> _To be done_
Copy each line of the items below that contains the word "background".

> _Pointing dataset records_
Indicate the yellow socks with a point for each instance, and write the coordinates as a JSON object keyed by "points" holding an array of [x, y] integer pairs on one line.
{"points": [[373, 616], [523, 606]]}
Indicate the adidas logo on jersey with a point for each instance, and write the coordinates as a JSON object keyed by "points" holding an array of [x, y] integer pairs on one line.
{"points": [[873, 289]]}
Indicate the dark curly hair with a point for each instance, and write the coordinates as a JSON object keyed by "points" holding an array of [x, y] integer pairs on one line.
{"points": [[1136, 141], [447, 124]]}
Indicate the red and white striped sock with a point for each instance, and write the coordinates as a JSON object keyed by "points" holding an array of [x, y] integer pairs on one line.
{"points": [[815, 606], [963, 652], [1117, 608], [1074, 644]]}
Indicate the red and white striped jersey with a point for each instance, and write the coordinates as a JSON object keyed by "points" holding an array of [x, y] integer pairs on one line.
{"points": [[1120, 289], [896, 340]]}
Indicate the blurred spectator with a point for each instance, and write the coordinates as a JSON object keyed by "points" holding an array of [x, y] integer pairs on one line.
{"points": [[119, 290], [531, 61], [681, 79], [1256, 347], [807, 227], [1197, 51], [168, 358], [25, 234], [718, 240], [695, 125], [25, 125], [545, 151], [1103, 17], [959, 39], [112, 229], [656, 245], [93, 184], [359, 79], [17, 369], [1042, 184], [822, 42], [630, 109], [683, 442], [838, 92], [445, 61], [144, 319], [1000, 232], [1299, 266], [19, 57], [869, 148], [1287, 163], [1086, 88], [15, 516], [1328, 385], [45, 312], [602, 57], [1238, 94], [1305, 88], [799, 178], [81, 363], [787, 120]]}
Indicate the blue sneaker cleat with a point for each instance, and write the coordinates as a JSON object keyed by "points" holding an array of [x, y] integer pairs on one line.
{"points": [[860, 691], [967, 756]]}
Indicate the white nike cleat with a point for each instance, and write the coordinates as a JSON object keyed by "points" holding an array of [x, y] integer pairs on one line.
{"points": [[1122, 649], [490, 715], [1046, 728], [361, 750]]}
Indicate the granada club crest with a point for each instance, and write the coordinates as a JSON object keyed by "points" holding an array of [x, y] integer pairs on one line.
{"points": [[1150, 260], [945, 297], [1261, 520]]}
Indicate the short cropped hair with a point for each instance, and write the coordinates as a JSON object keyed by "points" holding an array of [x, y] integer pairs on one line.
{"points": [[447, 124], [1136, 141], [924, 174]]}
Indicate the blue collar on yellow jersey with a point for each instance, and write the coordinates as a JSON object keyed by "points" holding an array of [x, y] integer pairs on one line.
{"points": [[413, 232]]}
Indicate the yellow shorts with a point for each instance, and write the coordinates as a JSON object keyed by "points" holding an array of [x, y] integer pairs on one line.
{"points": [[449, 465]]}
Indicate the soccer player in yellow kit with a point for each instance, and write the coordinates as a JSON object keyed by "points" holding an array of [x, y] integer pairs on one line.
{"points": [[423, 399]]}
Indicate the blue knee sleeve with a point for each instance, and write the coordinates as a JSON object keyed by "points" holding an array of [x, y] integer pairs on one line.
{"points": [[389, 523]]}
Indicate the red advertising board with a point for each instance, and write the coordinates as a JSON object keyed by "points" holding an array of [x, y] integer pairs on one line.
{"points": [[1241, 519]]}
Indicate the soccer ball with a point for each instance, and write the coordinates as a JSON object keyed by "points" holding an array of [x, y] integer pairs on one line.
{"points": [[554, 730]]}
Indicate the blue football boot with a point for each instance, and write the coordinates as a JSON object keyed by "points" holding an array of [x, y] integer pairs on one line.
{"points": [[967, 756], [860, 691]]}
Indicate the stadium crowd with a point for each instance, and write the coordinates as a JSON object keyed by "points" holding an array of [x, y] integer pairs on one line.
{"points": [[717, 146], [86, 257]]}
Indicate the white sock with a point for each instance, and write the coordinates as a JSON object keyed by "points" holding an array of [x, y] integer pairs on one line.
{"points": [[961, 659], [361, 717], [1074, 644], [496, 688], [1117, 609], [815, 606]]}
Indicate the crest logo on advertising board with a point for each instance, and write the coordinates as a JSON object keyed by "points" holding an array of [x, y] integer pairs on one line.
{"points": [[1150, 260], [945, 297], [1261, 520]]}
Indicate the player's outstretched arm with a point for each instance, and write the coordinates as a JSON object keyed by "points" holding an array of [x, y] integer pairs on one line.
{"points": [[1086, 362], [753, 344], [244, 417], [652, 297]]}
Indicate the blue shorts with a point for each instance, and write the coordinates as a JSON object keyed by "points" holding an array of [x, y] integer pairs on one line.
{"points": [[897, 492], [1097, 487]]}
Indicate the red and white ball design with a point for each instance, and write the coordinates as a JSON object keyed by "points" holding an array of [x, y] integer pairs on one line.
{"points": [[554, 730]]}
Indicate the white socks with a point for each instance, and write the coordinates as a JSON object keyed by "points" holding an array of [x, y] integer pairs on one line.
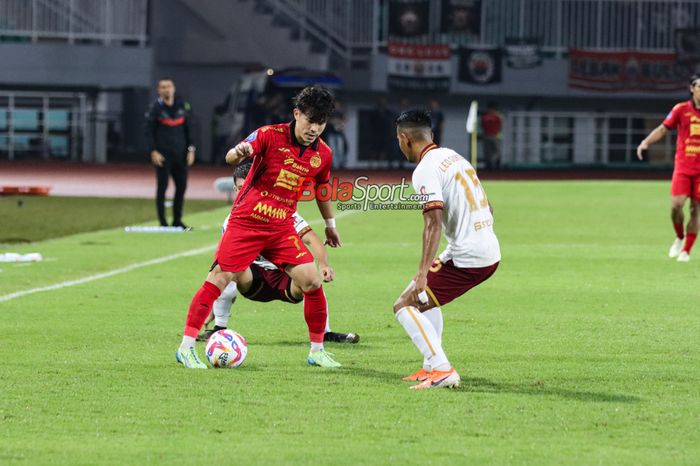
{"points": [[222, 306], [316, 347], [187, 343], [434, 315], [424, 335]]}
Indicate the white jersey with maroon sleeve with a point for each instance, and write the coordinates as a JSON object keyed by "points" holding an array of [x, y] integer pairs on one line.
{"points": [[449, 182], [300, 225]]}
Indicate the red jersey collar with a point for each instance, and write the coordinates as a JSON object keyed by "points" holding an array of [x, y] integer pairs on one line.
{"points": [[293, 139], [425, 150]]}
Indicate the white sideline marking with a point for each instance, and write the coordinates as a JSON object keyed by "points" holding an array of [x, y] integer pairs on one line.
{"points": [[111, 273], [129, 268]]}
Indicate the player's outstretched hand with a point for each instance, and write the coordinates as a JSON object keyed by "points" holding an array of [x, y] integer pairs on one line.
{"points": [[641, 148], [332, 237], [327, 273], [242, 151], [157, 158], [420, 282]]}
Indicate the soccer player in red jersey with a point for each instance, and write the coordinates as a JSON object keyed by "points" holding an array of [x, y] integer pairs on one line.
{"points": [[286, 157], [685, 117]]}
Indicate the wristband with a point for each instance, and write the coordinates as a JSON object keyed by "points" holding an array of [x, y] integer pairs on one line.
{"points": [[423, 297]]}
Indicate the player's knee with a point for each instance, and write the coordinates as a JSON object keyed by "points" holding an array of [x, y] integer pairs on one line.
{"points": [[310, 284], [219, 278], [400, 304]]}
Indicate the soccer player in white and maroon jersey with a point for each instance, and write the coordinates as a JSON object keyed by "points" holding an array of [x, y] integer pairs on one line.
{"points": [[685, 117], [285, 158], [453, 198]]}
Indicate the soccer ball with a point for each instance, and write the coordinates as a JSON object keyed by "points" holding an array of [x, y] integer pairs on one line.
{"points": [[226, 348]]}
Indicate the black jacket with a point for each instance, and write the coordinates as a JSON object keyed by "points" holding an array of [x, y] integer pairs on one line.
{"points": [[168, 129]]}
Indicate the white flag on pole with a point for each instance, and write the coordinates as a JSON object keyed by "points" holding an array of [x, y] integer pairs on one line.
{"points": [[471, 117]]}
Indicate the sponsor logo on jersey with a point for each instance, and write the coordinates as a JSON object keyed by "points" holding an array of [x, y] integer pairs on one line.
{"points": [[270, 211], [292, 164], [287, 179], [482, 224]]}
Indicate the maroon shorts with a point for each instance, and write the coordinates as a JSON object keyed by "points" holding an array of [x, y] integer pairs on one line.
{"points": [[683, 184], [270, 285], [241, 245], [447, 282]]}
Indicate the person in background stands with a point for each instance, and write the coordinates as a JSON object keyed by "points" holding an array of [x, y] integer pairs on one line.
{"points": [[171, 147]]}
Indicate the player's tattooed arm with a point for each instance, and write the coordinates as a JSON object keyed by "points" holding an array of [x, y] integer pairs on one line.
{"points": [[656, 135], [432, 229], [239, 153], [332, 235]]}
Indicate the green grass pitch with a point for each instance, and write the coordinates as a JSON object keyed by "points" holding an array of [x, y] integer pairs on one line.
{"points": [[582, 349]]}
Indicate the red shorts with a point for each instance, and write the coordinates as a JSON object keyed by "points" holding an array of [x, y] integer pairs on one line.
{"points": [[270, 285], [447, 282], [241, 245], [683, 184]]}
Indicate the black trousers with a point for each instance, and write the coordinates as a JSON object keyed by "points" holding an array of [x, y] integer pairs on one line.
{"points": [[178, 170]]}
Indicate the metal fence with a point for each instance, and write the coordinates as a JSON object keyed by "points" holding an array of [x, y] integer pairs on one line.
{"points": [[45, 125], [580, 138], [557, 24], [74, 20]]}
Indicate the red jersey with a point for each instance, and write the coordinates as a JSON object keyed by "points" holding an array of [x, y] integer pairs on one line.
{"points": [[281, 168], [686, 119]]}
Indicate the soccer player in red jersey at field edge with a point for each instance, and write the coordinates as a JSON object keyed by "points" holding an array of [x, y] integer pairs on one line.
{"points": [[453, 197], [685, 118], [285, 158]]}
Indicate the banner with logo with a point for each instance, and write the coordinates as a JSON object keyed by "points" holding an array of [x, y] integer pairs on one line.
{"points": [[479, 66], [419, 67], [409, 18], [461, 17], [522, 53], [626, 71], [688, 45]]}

--

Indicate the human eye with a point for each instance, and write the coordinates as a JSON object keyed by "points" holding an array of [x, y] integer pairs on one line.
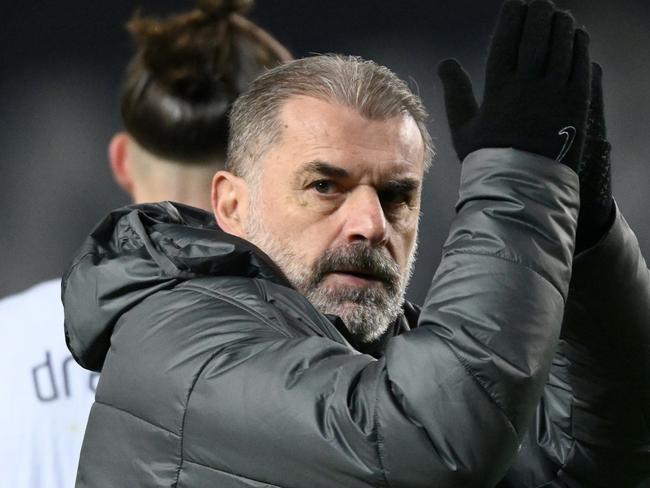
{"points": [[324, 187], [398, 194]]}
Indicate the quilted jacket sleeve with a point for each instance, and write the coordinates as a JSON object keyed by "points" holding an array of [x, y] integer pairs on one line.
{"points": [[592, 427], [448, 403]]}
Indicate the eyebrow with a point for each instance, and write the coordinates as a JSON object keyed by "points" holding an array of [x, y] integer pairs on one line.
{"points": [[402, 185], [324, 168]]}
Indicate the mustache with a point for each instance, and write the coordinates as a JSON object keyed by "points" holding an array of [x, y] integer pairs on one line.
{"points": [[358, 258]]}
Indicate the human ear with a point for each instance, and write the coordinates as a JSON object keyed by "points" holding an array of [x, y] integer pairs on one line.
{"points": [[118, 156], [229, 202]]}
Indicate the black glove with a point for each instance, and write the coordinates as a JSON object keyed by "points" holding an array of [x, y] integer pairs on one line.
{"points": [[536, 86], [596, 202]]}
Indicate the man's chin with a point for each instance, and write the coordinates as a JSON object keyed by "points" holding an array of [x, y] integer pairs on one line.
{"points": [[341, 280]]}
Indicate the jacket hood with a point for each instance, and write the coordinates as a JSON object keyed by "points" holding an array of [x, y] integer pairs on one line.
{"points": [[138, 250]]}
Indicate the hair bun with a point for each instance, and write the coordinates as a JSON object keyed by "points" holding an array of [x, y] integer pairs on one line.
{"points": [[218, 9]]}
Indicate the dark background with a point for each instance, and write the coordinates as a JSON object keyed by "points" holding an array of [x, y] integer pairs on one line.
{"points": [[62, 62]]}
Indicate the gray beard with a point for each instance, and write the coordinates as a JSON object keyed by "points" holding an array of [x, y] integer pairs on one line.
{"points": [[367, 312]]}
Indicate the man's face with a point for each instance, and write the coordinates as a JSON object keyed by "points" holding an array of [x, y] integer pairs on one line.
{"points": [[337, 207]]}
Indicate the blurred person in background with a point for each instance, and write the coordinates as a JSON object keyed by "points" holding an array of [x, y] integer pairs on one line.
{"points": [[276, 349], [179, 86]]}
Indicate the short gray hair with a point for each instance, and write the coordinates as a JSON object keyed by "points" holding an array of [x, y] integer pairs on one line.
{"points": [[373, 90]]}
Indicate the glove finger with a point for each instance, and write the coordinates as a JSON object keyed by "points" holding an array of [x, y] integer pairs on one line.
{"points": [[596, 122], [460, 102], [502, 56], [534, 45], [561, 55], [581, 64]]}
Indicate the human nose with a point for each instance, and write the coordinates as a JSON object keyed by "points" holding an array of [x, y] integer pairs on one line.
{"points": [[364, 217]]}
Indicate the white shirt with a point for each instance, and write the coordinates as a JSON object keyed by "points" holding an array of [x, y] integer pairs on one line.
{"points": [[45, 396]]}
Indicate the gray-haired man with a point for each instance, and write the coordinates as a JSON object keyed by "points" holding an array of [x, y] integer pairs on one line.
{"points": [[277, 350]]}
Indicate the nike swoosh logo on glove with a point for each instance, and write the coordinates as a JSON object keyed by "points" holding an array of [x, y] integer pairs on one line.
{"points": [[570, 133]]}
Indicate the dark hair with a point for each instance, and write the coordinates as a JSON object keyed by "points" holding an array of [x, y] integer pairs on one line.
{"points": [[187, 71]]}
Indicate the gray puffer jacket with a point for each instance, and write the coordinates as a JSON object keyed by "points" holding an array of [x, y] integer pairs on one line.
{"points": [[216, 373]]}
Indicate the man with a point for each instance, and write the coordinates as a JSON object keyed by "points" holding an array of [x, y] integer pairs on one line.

> _Final answer_
Indicate the person in background stands with a point for each instance, and write the coordinates as a JSON object keyed by "points" holding an array of [x, y] integer pairs on one line.
Indicate the dark background with a point for each instance, and write the coordinates as a JSON object keyed by "points" holding an array of [x, y] integer pairs on one line.
Indicate the blurred person in background with a point for each instance, and write the coordinates as a JSON object keyed by "points" holding an array of [x, y] integer pairs on one line.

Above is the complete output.